Find every line in the records below that contains the word "arched", and copy each of those lines out.

--- start Data entries ---

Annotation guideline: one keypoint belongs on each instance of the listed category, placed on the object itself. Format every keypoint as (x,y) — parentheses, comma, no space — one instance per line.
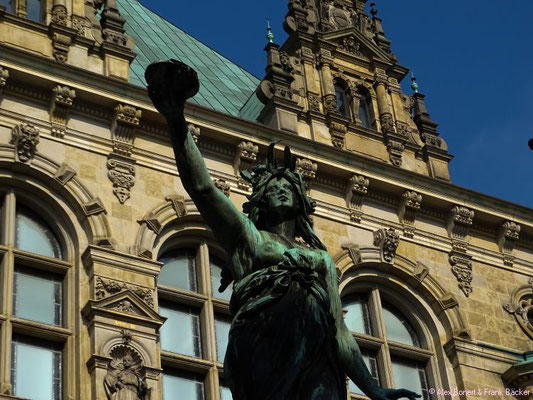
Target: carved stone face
(280,199)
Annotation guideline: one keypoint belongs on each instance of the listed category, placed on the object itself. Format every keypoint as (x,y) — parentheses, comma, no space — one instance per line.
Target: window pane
(182,386)
(410,375)
(225,393)
(372,365)
(181,331)
(34,235)
(37,296)
(179,269)
(356,316)
(222,327)
(35,370)
(217,266)
(397,327)
(34,10)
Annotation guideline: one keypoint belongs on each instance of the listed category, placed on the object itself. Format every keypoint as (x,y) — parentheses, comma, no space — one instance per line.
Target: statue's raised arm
(170,84)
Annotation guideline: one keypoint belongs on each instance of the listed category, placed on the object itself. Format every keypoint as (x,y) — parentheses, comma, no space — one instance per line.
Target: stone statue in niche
(124,380)
(288,340)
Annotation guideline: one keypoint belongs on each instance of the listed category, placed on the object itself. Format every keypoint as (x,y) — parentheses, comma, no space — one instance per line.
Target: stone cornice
(340,163)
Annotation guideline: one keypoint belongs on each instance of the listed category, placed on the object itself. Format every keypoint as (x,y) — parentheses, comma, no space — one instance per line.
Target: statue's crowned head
(262,175)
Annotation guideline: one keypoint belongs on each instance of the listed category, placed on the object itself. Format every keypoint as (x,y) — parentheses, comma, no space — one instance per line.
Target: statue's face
(280,198)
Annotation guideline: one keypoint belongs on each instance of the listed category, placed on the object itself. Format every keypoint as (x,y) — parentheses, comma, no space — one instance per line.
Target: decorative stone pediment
(119,304)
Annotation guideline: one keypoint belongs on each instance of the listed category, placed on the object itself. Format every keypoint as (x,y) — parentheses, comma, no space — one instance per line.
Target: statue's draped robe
(282,340)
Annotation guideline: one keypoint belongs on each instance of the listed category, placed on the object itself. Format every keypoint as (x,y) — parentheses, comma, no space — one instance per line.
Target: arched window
(365,110)
(198,321)
(343,105)
(32,249)
(388,341)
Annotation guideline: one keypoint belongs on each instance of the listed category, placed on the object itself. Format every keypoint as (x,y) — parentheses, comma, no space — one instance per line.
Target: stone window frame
(384,349)
(209,307)
(10,257)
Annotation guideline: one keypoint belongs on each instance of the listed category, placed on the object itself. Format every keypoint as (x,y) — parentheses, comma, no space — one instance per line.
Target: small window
(179,269)
(222,326)
(181,332)
(372,365)
(34,235)
(34,10)
(410,375)
(37,296)
(35,369)
(182,386)
(356,317)
(342,100)
(217,266)
(398,328)
(364,111)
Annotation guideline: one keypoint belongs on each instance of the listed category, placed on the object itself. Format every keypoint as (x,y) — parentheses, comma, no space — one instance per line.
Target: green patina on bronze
(288,340)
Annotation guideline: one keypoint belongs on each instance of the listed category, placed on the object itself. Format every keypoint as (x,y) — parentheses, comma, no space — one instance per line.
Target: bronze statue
(288,340)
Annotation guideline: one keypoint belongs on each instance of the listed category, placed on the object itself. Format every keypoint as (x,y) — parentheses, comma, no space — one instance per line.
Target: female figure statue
(288,340)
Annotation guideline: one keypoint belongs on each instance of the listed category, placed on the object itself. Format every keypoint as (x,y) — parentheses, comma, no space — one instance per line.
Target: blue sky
(472,59)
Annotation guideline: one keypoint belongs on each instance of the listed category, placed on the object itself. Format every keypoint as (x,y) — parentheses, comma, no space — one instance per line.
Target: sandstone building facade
(108,275)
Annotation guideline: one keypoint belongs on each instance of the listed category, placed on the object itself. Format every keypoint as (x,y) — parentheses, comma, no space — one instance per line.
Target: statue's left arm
(348,351)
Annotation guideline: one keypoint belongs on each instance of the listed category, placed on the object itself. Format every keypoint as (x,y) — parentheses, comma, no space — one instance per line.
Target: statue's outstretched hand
(394,394)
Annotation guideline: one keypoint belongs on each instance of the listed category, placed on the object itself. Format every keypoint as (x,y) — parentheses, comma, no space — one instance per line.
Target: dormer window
(342,101)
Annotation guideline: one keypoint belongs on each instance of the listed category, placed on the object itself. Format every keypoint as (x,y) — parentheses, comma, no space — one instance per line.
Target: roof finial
(270,35)
(373,9)
(414,85)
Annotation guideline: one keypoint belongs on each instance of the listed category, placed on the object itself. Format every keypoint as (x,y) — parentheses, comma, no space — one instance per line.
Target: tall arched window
(389,341)
(365,110)
(197,327)
(33,253)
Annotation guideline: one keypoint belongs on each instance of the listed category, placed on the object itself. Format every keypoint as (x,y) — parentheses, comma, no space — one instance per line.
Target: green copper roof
(225,86)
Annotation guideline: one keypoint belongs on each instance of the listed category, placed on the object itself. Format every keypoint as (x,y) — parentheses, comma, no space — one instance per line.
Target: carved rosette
(122,175)
(521,306)
(4,75)
(245,157)
(387,240)
(25,138)
(60,105)
(59,14)
(355,192)
(507,237)
(107,287)
(410,204)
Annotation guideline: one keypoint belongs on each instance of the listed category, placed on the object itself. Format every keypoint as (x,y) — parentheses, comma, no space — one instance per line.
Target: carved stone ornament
(462,269)
(245,158)
(351,46)
(178,204)
(459,222)
(59,14)
(25,137)
(60,104)
(122,175)
(125,120)
(395,150)
(409,205)
(313,102)
(387,240)
(338,133)
(195,132)
(355,192)
(107,287)
(125,378)
(223,186)
(64,174)
(4,75)
(521,306)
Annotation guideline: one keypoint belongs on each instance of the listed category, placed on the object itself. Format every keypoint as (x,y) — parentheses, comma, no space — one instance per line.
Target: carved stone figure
(288,339)
(123,380)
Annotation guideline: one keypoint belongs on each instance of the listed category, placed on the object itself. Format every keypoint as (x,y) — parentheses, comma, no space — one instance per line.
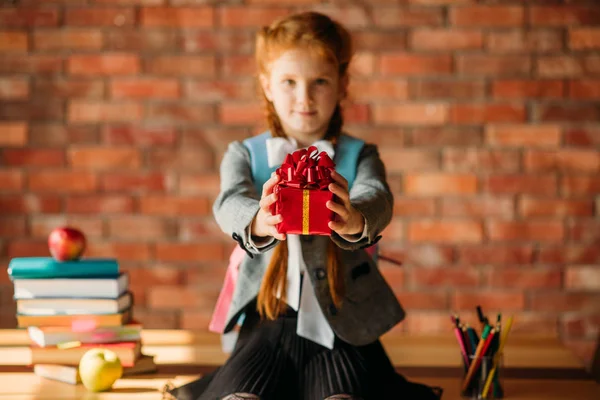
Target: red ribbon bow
(306,169)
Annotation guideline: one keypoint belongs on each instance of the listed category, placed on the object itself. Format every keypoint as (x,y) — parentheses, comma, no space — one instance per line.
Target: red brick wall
(114,115)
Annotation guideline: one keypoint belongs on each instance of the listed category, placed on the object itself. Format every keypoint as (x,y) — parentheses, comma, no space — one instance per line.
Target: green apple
(99,369)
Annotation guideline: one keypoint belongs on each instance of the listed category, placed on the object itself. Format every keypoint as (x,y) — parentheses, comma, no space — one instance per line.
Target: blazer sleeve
(371,196)
(237,202)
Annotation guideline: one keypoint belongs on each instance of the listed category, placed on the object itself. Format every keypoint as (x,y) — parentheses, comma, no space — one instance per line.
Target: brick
(194,159)
(240,113)
(147,40)
(172,112)
(563,160)
(476,113)
(105,64)
(219,90)
(584,89)
(12,227)
(570,254)
(582,278)
(428,184)
(58,135)
(69,88)
(144,88)
(488,300)
(377,40)
(445,39)
(584,38)
(96,111)
(199,184)
(520,278)
(523,135)
(164,205)
(14,88)
(445,231)
(478,160)
(200,66)
(531,41)
(422,300)
(223,42)
(80,39)
(247,17)
(555,301)
(517,184)
(31,157)
(123,251)
(29,17)
(236,66)
(583,230)
(190,252)
(477,207)
(135,135)
(32,110)
(41,226)
(574,66)
(100,16)
(544,207)
(103,158)
(454,277)
(496,254)
(415,64)
(13,41)
(582,136)
(13,134)
(100,204)
(541,231)
(441,89)
(563,15)
(494,16)
(516,89)
(413,207)
(27,248)
(446,136)
(410,114)
(69,181)
(401,17)
(30,204)
(580,185)
(172,17)
(493,65)
(138,182)
(31,64)
(378,89)
(140,228)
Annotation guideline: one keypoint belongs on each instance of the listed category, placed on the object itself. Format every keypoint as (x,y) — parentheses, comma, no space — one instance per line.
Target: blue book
(48,267)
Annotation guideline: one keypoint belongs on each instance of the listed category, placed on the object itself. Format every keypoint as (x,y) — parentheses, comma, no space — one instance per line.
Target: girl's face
(304,89)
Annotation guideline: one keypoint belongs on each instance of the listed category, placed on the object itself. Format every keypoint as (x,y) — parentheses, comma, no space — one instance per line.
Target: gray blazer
(369,307)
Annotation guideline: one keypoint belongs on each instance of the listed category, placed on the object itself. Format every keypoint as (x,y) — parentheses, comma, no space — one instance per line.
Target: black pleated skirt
(271,361)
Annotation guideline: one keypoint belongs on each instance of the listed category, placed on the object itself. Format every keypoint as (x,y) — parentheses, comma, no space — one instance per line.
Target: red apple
(66,243)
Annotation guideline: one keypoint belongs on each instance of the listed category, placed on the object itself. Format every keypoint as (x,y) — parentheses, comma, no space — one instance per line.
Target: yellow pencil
(490,377)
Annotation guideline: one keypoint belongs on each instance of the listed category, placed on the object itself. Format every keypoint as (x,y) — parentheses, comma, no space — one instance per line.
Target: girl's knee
(241,396)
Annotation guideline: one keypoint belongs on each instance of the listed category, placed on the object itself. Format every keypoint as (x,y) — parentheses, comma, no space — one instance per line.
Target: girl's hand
(349,220)
(264,224)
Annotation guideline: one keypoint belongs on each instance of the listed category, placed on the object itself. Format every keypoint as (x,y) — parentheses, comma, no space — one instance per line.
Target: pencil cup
(484,382)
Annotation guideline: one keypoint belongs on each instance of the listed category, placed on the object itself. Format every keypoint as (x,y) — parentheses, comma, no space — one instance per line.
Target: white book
(58,306)
(109,288)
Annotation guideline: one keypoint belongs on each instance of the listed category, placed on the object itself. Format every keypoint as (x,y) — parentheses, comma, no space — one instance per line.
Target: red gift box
(303,193)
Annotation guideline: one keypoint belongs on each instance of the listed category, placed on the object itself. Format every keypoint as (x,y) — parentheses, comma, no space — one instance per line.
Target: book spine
(46,267)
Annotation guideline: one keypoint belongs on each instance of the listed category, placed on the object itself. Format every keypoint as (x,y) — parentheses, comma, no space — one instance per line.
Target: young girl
(314,306)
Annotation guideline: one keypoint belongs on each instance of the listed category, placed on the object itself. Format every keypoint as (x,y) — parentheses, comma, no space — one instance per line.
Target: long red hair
(326,37)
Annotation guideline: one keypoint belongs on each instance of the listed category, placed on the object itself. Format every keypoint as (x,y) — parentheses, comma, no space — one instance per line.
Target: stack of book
(71,307)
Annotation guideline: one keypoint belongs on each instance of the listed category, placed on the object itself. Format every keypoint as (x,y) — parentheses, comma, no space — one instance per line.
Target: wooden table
(536,368)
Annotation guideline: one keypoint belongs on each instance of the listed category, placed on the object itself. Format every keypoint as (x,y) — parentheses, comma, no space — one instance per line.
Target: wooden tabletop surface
(536,368)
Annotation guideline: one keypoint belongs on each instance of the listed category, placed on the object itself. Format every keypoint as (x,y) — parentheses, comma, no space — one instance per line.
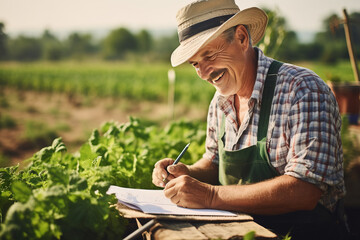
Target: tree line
(328,45)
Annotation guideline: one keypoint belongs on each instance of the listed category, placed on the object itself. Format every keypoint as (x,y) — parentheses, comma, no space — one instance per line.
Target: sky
(26,16)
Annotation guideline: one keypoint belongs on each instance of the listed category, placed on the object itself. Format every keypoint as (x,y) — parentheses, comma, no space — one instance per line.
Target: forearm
(204,170)
(279,195)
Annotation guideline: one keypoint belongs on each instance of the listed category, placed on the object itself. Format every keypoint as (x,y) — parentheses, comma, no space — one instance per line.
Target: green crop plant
(61,195)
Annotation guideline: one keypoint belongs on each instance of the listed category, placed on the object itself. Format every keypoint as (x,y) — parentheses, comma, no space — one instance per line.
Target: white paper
(155,202)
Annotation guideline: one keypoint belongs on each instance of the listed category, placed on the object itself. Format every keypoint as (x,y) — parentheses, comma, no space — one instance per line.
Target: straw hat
(204,20)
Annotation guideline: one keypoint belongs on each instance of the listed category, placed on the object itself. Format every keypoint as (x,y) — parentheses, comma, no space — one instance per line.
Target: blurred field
(40,101)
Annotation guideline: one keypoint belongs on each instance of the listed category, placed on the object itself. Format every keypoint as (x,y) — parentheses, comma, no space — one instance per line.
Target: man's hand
(165,170)
(186,191)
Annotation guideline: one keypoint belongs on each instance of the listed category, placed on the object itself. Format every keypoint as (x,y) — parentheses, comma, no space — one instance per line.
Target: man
(273,146)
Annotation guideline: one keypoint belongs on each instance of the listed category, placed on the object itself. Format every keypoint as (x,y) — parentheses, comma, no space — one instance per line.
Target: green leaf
(21,191)
(57,175)
(95,138)
(58,145)
(45,154)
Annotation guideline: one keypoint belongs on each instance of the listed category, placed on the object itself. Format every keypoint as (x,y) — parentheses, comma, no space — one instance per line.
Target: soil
(72,118)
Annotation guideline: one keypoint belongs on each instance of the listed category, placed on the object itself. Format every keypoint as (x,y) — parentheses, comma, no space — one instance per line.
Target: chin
(225,93)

--- end Data entries ---

▶ _Correct result_:
Target: arched window
Target: tall arched window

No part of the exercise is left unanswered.